#### [Texto para revisar]
FACTORES DE RIESGO O VULNERABILIDAD ASOCIADOS A LOS TRASTORNOS DE LA CONDUCTA ALIMENTARIA

3 May 2011

Carmen Maganto Mateo – Universidad del País Vasco

Los trastornos de la conducta alimentaria (TCA) han ido incrementándose en los últimos años, especialmente en la adolescencia, convirtiéndose en una preocupación social y clínica (Belloch, Sandín y Ramos, 2008). Dichos trastornos se caracterizan por graves alteraciones en las pautas alimentarias, con repercusiones físicas, psicológicas y psicopatológicas para quienes los padecen y para quienes les rodean. La persona con un TCA pone a menudo en riesgo su vida y su tratamiento requiere frecuentemente de mucho tiempo. 

Se afirma que dichos trastornos se han convertido en una epidemia, al menos en las sociedades occidentales (Sánchez, 2009). Actualmente, los datos epidemiológicos indican que el patrón habitual de la persona que sufre un TCA es el de una mujer adolescente en un 90%-95% de casos, con una ratio hombre/mujer de 1:10, siendo más frecuente el comienzo alrededor de la adolescencia y el promedio de edad entre los 15 y los 17 años (Garandillas y Febrel, 2000). El estudio de Olesti, Piñol, Martín, De la Fuente y Riera (2008) muestra los siguientes datos de prevalencia: anorexia nerviosa, 0,9%; bulimia nerviosa, 2,9%; y trastorno de conducta alimentaria no especificado, 5,3%. Los datos nacionales presentados por Asociación Contra la Anorexia y Bulimia de La Rioja (Martínez, 2009) informan de que, en el último año, la anorexia subió del 1% al 3% de la población y la bulimia del 3% al 6%; datos alarmantes ya que coinciden con el descenso del inicio de estos trastornos a la edad de 10 años.

No hay duda de que en la pubertad/adolescencia la vulnerabilidad es más elevada, por lo que es preciso profundizar en las variables que están asociadas a dichos trastornos a fin de poder establecer medidas preventivas.

La clínica y la investigación de estos trastornos, aun siendo amplia, no arrojan datos confirmatorios sobre su etiología, aunque cada vez más estudios confirman la participación de factores genéticos y biológicos, socioculturales, familiares y de índole personal asociados a los mismos.

[Datos de expresiones referenciales]

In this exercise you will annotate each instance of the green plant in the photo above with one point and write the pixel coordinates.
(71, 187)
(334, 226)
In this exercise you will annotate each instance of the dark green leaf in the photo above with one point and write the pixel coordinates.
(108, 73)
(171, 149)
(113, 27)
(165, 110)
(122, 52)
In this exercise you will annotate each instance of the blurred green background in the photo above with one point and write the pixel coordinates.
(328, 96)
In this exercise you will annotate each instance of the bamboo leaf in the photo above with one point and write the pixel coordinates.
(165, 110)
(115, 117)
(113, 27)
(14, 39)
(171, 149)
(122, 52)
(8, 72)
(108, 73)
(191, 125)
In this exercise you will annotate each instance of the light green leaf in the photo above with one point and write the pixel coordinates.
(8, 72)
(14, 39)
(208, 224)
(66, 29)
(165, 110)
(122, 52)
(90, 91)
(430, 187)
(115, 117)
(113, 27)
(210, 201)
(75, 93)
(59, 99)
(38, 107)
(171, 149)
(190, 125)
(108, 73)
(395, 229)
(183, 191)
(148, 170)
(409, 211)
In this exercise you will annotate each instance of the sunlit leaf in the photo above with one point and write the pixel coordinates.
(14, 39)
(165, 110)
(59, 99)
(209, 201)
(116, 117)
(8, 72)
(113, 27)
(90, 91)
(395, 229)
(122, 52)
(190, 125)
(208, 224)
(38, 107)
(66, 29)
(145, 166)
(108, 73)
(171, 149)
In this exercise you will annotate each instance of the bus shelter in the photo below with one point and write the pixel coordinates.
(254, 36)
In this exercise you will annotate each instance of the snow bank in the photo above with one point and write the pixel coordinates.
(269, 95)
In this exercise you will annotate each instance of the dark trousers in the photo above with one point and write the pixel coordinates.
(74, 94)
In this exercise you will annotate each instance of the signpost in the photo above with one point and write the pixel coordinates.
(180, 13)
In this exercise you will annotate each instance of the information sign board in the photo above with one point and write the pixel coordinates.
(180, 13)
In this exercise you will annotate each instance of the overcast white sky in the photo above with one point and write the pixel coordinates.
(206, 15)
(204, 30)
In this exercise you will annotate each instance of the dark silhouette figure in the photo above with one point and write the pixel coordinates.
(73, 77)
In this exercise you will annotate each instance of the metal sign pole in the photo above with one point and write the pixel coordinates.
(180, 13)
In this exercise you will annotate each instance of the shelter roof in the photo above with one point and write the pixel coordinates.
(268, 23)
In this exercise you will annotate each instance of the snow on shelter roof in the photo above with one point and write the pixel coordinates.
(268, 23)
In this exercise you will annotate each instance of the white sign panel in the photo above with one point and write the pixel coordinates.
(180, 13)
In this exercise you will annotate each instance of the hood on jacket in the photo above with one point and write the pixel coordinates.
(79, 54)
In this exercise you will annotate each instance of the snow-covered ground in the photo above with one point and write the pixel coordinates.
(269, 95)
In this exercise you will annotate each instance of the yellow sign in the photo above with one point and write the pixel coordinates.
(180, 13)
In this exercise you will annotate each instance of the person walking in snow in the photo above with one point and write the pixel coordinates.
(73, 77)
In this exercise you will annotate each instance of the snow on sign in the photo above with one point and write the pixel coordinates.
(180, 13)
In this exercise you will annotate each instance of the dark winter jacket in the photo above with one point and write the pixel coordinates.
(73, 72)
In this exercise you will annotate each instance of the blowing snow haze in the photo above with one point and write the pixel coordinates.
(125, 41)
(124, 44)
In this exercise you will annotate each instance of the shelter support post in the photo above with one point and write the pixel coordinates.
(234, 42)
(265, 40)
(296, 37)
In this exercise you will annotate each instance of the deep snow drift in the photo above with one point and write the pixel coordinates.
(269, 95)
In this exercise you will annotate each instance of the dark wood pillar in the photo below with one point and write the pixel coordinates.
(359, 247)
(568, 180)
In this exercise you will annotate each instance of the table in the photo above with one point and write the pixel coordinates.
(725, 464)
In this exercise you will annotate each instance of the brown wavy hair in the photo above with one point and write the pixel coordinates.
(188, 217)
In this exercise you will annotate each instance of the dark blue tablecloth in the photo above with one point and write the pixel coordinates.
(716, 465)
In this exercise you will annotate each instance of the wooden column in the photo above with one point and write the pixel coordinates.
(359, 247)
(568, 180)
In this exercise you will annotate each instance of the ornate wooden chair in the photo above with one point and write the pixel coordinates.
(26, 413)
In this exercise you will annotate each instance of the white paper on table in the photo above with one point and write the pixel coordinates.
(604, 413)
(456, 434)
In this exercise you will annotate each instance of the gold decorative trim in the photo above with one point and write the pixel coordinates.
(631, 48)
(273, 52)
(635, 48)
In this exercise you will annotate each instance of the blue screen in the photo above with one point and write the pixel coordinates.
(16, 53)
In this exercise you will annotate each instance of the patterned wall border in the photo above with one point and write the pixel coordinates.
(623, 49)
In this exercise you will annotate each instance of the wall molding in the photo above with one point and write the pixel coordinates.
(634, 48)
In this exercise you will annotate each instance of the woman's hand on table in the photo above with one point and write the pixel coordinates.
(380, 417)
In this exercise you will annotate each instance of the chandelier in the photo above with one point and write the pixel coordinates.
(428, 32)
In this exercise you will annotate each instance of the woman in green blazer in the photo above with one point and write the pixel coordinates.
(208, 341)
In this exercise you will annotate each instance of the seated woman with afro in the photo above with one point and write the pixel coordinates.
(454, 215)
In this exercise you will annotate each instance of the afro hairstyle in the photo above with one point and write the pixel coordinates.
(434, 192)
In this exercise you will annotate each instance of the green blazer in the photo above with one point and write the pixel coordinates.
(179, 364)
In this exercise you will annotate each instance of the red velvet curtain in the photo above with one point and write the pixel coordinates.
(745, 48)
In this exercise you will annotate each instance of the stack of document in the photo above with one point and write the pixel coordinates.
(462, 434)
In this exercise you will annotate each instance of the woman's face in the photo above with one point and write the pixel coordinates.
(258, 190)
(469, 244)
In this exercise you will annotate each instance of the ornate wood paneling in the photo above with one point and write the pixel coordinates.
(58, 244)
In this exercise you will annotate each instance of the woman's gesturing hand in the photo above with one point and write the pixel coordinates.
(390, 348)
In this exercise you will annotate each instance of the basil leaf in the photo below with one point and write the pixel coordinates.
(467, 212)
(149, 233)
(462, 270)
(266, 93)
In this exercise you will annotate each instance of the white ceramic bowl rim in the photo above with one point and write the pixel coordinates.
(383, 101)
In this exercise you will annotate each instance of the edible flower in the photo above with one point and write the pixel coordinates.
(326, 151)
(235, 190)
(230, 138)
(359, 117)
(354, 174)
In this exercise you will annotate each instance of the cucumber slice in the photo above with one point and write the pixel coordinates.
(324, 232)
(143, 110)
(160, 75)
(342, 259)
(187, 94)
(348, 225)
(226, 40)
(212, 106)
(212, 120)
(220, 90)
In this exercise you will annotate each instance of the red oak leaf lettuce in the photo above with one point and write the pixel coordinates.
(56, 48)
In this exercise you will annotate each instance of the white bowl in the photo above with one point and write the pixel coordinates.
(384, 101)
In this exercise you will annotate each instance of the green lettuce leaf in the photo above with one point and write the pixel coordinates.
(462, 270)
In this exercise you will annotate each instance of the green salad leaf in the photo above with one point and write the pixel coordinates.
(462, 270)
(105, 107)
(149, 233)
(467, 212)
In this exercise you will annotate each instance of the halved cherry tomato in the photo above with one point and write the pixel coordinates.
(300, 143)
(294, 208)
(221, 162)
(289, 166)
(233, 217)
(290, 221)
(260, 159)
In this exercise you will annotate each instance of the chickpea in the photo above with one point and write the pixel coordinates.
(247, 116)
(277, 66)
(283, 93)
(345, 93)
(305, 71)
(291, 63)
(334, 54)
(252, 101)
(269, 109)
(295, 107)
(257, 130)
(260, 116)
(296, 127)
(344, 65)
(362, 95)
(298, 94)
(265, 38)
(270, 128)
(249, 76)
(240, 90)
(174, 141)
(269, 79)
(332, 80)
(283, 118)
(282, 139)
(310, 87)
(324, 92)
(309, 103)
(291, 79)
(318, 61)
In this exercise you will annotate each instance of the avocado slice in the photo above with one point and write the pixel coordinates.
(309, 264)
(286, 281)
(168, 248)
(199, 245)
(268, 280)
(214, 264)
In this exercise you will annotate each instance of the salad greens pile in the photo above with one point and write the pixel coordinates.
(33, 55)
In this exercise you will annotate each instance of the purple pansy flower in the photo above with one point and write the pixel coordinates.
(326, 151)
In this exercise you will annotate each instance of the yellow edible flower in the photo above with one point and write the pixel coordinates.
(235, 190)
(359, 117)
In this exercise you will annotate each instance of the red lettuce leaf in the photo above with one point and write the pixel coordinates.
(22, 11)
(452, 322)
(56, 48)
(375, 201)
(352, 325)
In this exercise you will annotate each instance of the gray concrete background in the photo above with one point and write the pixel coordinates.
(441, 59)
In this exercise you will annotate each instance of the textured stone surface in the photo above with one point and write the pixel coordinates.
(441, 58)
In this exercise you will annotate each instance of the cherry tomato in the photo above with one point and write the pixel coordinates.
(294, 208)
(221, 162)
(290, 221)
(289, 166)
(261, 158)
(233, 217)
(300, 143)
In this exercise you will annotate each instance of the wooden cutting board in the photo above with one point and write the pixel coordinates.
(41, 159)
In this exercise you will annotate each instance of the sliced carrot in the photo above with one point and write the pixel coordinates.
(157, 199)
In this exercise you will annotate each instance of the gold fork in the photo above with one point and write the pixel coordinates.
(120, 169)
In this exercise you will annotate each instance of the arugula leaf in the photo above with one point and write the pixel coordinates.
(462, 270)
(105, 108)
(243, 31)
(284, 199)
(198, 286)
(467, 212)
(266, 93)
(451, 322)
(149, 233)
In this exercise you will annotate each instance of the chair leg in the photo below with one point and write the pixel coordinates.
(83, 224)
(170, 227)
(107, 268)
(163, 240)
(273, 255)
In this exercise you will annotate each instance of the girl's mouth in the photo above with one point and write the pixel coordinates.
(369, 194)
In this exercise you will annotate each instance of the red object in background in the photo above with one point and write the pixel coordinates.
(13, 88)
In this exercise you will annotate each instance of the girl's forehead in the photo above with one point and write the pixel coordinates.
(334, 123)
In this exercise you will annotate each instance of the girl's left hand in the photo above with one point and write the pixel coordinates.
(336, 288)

#### [Consigna de trabajo A]
Transcriba el fragmento del texto sobre los trastornos de la conducta alimentaria que va desde "No hay duda" hasta "a los mismos.", ambos incluidos.
#### [Consigna de trabajo B]
Indique qué ratio hombre/mujer señalan los datos epidemiológicos citados en el texto sobre los trastornos de la conducta alimentaria.

#### [Respuesta A]
No hay duda de que en la pubertad/adolescencia la vulnerabilidad es más elevada, por lo que es preciso profundizar en las variables que están asociadas a dichos trastornos a fin de poder establecer medidas preventivas.

La clínica y la investigación de estos trastornos, aun siendo amplia, no arrojan datos confirmatorios sobre su etiología, aunque cada vez más estudios confirman la participación de factores genéticos y biológicos, socioculturales, familiares y de índole personal asociados a los mismos.

#### [Respuesta B]
Una ratio hombre/mujer de 1:10.